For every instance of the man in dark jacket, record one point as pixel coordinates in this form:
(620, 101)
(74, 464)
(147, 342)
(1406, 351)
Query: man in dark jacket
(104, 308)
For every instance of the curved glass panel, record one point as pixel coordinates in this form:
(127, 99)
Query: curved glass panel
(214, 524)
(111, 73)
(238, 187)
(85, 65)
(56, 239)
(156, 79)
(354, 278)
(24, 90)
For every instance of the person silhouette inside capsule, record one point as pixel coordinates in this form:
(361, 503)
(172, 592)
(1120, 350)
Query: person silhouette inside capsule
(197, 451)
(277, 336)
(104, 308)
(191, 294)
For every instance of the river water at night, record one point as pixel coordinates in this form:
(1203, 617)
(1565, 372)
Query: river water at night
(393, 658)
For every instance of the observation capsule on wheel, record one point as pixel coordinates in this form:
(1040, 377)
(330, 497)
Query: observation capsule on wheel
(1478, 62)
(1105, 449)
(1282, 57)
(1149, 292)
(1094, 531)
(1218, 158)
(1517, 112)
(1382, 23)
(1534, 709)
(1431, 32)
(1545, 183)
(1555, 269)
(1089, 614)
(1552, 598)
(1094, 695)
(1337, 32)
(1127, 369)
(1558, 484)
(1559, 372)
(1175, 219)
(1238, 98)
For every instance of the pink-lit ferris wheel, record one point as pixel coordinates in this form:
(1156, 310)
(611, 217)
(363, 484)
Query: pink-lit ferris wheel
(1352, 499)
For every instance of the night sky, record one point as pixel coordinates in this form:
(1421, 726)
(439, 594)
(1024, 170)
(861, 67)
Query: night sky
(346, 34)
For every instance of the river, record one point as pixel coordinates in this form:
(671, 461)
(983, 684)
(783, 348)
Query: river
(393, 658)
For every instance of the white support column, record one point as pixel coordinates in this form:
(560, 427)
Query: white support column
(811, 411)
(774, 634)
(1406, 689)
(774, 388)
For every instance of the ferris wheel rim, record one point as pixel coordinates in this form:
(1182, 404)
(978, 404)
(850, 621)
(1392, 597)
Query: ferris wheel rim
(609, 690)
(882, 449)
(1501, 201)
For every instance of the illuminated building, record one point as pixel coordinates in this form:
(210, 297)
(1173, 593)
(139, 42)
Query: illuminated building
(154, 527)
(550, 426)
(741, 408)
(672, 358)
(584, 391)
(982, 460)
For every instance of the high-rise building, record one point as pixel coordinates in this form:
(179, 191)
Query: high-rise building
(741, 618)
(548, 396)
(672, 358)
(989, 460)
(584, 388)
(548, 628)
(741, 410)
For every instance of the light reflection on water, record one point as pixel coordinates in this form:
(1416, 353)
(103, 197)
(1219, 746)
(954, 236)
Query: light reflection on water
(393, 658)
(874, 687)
---
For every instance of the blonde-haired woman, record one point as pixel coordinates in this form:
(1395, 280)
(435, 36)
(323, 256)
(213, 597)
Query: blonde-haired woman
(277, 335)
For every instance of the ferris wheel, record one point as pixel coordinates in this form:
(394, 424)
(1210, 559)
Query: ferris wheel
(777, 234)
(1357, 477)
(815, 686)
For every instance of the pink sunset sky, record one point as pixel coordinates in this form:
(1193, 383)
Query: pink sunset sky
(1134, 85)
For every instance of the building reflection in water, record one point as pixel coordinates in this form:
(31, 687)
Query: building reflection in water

→ **Description of the task**:
Give as a JSON list of strings, one string per line with blank lines omitted, the rows starting with the line that contains "For every instance of the curved" and going on through the line that contains "(1501, 201)", both included.

→ **Response**:
[
  "For every instance of the curved glass panel, record one point as pixel coordinates in this form:",
  "(127, 99)",
  "Query: curved glass panel",
  "(214, 524)",
  "(111, 73)",
  "(238, 187)",
  "(85, 65)",
  "(56, 239)",
  "(156, 79)",
  "(354, 278)",
  "(24, 90)",
  "For every instance of the person silhouette inside capsule, record one point as pixel coordinates in this form:",
  "(361, 503)",
  "(172, 592)",
  "(1120, 350)",
  "Query: person silhouette inside capsule",
  "(197, 451)",
  "(277, 336)",
  "(104, 308)",
  "(191, 294)",
  "For every instance of the river water at night, record one point as pixel coordinates in this form:",
  "(1203, 617)",
  "(1565, 372)",
  "Query: river water at night",
  "(393, 658)",
  "For every instance of the observation capsule on wheel, record one point as pixel coordinates in this form:",
  "(1040, 377)",
  "(330, 497)",
  "Query: observation capsule on wheel",
  "(1478, 62)",
  "(1105, 449)",
  "(1282, 57)",
  "(1149, 292)",
  "(1094, 531)",
  "(1218, 158)",
  "(1517, 112)",
  "(1382, 23)",
  "(1534, 709)",
  "(1431, 32)",
  "(1545, 183)",
  "(1555, 269)",
  "(1089, 614)",
  "(1552, 598)",
  "(1094, 695)",
  "(1337, 32)",
  "(1127, 369)",
  "(1558, 484)",
  "(1559, 372)",
  "(1175, 219)",
  "(1238, 98)",
  "For every instance of the pink-lit ferris wheel, record one point as pixel coordinates in this form:",
  "(1156, 310)",
  "(611, 217)",
  "(363, 484)",
  "Query: pink-lit ferris wheel",
  "(1352, 499)",
  "For every instance of the night sky, record one point as pixel coordinates in this form:",
  "(1421, 726)",
  "(439, 594)",
  "(1024, 170)",
  "(861, 67)",
  "Query: night sky",
  "(346, 34)",
  "For every instance of the river, record one point as pixel coordinates in this form:",
  "(671, 461)",
  "(983, 684)",
  "(783, 348)",
  "Query: river",
  "(393, 658)",
  "For every instance of the white support column, record one point as pixel coordinates in this form:",
  "(560, 427)",
  "Query: white support column",
  "(811, 411)",
  "(774, 634)",
  "(1406, 689)",
  "(774, 388)",
  "For every instance of the ferris wheel rim, record one point as pixel coordinates in this form:",
  "(1182, 404)",
  "(978, 404)",
  "(850, 621)",
  "(1392, 597)",
  "Query: ferris wheel rim",
  "(609, 690)",
  "(882, 449)",
  "(1501, 201)"
]